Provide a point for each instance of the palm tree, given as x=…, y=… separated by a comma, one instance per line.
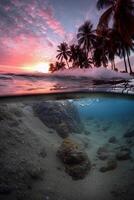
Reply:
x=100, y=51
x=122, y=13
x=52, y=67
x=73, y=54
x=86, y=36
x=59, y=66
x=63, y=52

--

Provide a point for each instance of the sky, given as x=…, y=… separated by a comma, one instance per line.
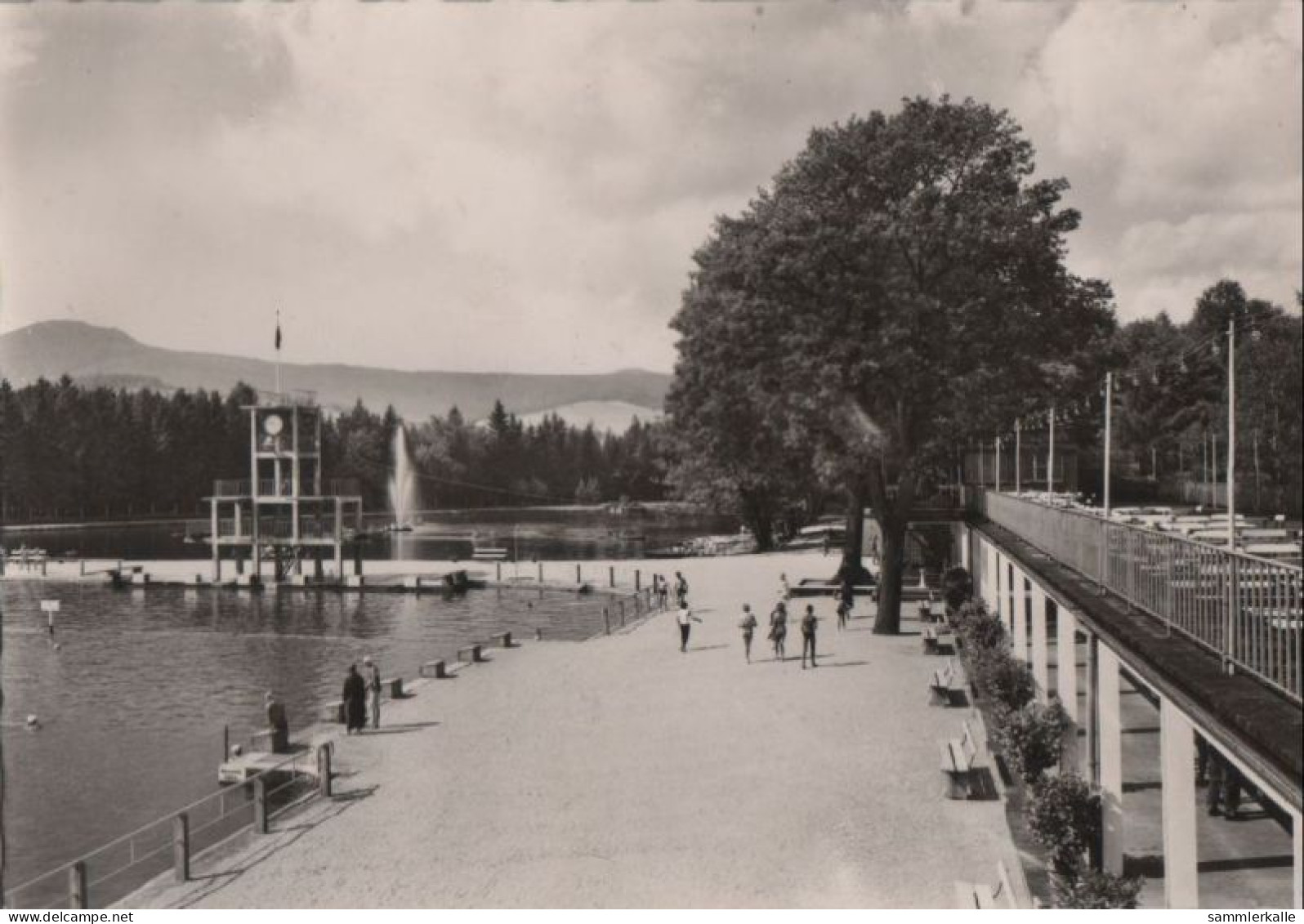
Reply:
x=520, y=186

---

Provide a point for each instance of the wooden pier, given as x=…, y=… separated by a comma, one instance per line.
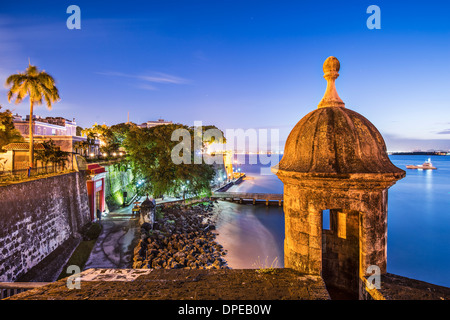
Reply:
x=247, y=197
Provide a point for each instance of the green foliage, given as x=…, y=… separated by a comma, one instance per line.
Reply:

» **Problem to solve**
Please go through the records above and pull out every line that contains the word "point", copying each one in full.

» **Task answer**
Provide a point for each instance of the palm tree, given as x=…, y=… separated by a comma, one instance per line.
Provide a point for each instance of the sky, given as x=…, y=… separated by a comma, one instance per line.
Provide a point for each instance of the wooden pier, given as x=…, y=… separated by a comma, one instance per line.
Provide a point for each instance of the green foliage, given as x=…, y=… separated by a comma, one instance per line.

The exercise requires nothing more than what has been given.